_Short exercise_
Every line of the material below should be repeated exactly.

_Data for processing_
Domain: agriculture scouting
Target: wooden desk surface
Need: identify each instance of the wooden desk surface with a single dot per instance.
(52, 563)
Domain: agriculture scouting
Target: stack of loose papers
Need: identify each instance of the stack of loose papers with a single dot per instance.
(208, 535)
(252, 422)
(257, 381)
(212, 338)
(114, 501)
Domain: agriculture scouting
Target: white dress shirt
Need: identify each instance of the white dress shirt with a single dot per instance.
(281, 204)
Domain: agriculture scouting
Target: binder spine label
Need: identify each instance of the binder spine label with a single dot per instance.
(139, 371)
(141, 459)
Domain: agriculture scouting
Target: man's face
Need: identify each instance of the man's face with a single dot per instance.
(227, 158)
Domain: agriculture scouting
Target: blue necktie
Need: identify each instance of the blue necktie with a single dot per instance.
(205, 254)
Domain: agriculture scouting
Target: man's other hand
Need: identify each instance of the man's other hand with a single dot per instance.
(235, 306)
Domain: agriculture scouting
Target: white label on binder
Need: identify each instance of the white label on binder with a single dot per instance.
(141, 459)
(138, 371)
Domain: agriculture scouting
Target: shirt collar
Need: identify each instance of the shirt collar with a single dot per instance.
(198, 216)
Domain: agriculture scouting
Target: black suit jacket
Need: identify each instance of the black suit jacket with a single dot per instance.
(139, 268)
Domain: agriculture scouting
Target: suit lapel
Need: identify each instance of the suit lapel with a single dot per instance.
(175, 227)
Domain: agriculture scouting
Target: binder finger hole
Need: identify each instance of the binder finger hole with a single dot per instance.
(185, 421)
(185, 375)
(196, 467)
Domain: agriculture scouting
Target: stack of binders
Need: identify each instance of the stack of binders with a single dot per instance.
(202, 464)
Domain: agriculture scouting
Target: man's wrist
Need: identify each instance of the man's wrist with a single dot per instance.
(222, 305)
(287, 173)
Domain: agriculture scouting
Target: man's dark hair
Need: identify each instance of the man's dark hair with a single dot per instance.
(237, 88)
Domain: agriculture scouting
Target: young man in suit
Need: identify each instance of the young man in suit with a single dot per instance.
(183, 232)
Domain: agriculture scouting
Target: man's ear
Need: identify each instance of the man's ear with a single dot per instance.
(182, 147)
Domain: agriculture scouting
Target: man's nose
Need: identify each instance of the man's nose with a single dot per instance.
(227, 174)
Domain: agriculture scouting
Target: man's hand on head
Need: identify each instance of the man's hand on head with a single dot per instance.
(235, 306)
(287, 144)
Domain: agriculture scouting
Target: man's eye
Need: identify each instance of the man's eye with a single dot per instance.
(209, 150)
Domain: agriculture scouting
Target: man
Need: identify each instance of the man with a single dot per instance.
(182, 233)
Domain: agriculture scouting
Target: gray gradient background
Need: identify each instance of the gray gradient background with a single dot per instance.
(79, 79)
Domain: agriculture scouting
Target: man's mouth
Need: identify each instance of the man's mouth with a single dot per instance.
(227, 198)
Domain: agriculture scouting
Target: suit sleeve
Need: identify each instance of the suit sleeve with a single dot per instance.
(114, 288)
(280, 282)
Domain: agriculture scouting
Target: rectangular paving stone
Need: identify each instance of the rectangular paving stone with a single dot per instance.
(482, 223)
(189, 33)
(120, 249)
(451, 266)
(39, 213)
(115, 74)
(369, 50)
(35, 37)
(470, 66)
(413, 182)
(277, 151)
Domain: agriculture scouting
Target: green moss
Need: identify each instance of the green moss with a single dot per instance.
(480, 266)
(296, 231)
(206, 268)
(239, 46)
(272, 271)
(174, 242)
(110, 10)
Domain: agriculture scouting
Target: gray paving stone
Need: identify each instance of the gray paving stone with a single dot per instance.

_Full solution_
Domain: agriculture scouting
Target: wooden desk surface
Need: identify each instance of the wooden desk surface with a single dot per instance.
(52, 563)
Domain: agriculture scouting
Target: stack of loose papers
Need: identify each instance of the stack of loose papers with a single dot per instance.
(208, 535)
(252, 422)
(257, 381)
(212, 338)
(114, 501)
Domain: agriculture scouting
Target: white dress shirt
Need: identify each instance of the white dress shirt with a single dot per instance.
(281, 204)
Domain: agriculture scouting
Target: binder spine label
Need: identify each instance of the binder spine label with a single dot per instance.
(139, 371)
(141, 459)
Domain: agriculture scouting
Target: man's face
Need: identify each instance of the man's face with a single dot per instance.
(227, 158)
Domain: agriculture scouting
Target: blue necktie
Need: identify each instance of the blue necktie with a single dot per instance.
(205, 254)
Domain: agriculture scouting
Target: man's other hand
Need: identify each instance of the man's other hand with a single dot per instance.
(235, 306)
Domain: agriculture scouting
Target: white label on binder
Need: identify each instance of the white label on binder with a single dot per instance.
(141, 459)
(138, 371)
Domain: agriculture scouting
Target: shirt collar
Need: identify each instance of the shirt collar with a single dot per instance.
(198, 216)
Domain: agriculture scouting
Target: black suit jacket
Need: identify each instance of the black suit jacket with a single dot per instance.
(139, 268)
Domain: agriculture scouting
Target: suit lapel
Need: identify each instance of the suit lapel with a single dot per instance.
(175, 227)
Domain: agriculture scouting
Target: binder finger hole
Need: identify each instance of the binder finger hole with a single dot per instance.
(185, 421)
(185, 375)
(196, 467)
Domain: agriculture scouting
Target: stack of binders
Need: identify each instance of the stack of binders with a single dot per instance.
(202, 464)
Domain: agriculture scouting
Target: man's wrist
Need: identify each instance of the man's wrist with a single dot per instance.
(222, 305)
(287, 173)
Domain: agriculture scouting
Target: man's dark hair
Need: identify each instance of the man's dark hair with a single dot per instance.
(237, 88)
Domain: agriculture scouting
Target: young man in suit
Need: identify each instance of the young man in suit with a single dot per instance.
(183, 232)
Domain: agriculture scouting
Target: man's ear
Need: identify each instance of the man's ear with a single dot per instance.
(182, 147)
Domain: agriculture scouting
Target: man's nose
Need: identify each instance of the man's nose with a single dot per instance.
(227, 174)
Domain: agriculture scouting
Target: man's hand on head
Need: identify each instance of the man's hand on head with a single dot per instance.
(235, 306)
(287, 144)
Domain: agriculture scouting
Target: man's eye
Need: identify each instance of the man's eye with a single dot per instance.
(209, 150)
Domain: agriculture scouting
Target: man
Need: identify each instance of the man with a single dot per instance.
(182, 233)
Domain: agriculture scouting
Target: gray gradient background
Need: identify each instance of the gray gradient background with a single dot per instance.
(79, 79)
Domain: agriculture scouting
Target: man's mouth
Need: identify each instance of the man's mouth with a single dot per instance.
(227, 198)
Domain: agriculture scouting
Target: suit sleeve
Need: identify each instance of the suit sleeve with a single dot per instance.
(114, 288)
(280, 282)
Domain: agriculture scouting
Target: rectangular paving stone
Need: identify each instance of the rectangular paving stone with a single dot per instance.
(482, 223)
(189, 33)
(120, 249)
(451, 266)
(39, 213)
(115, 74)
(369, 50)
(35, 37)
(470, 66)
(413, 182)
(277, 151)
Domain: agriculture scouting
Target: green moss
Need: identify each instance of the green moss with a single dot per instance.
(480, 266)
(296, 231)
(206, 268)
(239, 46)
(272, 271)
(174, 242)
(110, 10)
Domain: agriculture scouting
Target: gray paving stone
Need: identify each instance of the gray paving stone with a single dot per instance.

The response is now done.